TASK:
Reproduce every one of the entries below word for word, with no changes.

──────── STORED RECORDS ────────

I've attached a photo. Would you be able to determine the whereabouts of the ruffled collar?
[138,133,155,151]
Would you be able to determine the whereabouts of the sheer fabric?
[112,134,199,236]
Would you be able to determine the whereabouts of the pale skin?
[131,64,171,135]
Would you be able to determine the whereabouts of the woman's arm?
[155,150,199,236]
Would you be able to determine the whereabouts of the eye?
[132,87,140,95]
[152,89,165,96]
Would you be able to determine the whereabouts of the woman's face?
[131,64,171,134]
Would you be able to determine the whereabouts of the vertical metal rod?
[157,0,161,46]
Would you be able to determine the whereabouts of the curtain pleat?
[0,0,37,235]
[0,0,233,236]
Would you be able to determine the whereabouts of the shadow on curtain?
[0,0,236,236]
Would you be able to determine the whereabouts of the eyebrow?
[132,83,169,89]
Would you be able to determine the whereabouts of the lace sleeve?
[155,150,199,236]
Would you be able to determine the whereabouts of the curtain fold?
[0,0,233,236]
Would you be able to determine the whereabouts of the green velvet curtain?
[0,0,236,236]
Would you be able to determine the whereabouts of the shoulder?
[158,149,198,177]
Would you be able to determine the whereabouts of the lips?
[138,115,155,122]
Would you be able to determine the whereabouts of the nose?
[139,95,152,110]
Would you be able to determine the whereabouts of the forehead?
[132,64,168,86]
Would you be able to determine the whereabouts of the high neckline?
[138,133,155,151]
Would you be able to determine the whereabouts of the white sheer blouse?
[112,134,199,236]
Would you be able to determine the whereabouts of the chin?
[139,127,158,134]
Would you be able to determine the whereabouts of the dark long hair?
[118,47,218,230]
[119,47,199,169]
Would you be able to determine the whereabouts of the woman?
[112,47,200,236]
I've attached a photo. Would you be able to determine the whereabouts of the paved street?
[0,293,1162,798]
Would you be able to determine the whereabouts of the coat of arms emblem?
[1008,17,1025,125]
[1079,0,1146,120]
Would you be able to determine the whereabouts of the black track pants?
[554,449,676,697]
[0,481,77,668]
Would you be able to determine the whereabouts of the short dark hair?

────────

RIGHT ANSWER:
I've attached a photo. Would you be able to determine the whereabouts of the ruffled collar?
[138,133,155,151]
Would you be able to determine the whereabouts of the sheer fabric?
[112,134,199,236]
Would you be able to determine the whereabouts of the pale skin?
[131,64,171,135]
Would you be able to determine the whereabouts of the woman's arm?
[155,150,199,236]
Would you be able to determine the whereabouts of the eye?
[132,87,140,95]
[152,89,165,96]
Would you be able to determine the whereabouts of the woman's face?
[131,64,171,134]
Would you be able to determine the whereabouts of the vertical metal rod?
[157,0,161,46]
Would you be able to determine the whereabouts of the curtain pleat?
[0,0,37,235]
[0,0,233,236]
Would you be able to determine the whereabouts of the shadow on curtain?
[0,0,236,236]
Would you be able to determine the whereabouts of the eyebrow?
[132,83,169,89]
Would you be able to determine the whereabouts of the lace sleeve?
[155,150,199,236]
Would you be able to determine the whereabouts of the curtain fold?
[0,0,233,236]
Would you be able to determine the whereabouts of the green velvet curtain?
[0,0,236,236]
Would you be able to determine the whereabouts of the shoulder?
[158,149,198,177]
Would you be able to determine the whereabouts of the lips?
[138,115,155,122]
Would you be able to determine the whereabouts of the nose?
[139,95,152,110]
Would you be able to determine the whereabouts of the forehead?
[132,64,168,86]
Would you be able to determine the whereabouts of the high neckline?
[138,133,155,151]
Would you be able to determine the whereabouts of the white sheer blouse?
[112,134,199,236]
Would you be able to determine the whereabouts of the chin?
[139,127,158,134]
Would you be able to determine the whereabouts of the dark long hair?
[118,47,218,230]
[119,47,199,169]
Would you be able to determine the whereabouts of the woman?
[112,47,200,236]
I've attached a photo. Would you be able to determine the whereabouts of the paved street?
[0,293,1162,798]
Would you be able to determine the whereabouts of the coat of arms emblem?
[1008,17,1025,125]
[1079,0,1146,120]
Would you be able to determine the whereabouts of the black track pants?
[554,449,676,697]
[0,481,77,668]
Would you be able to determine the whereabouts of the short dark hair?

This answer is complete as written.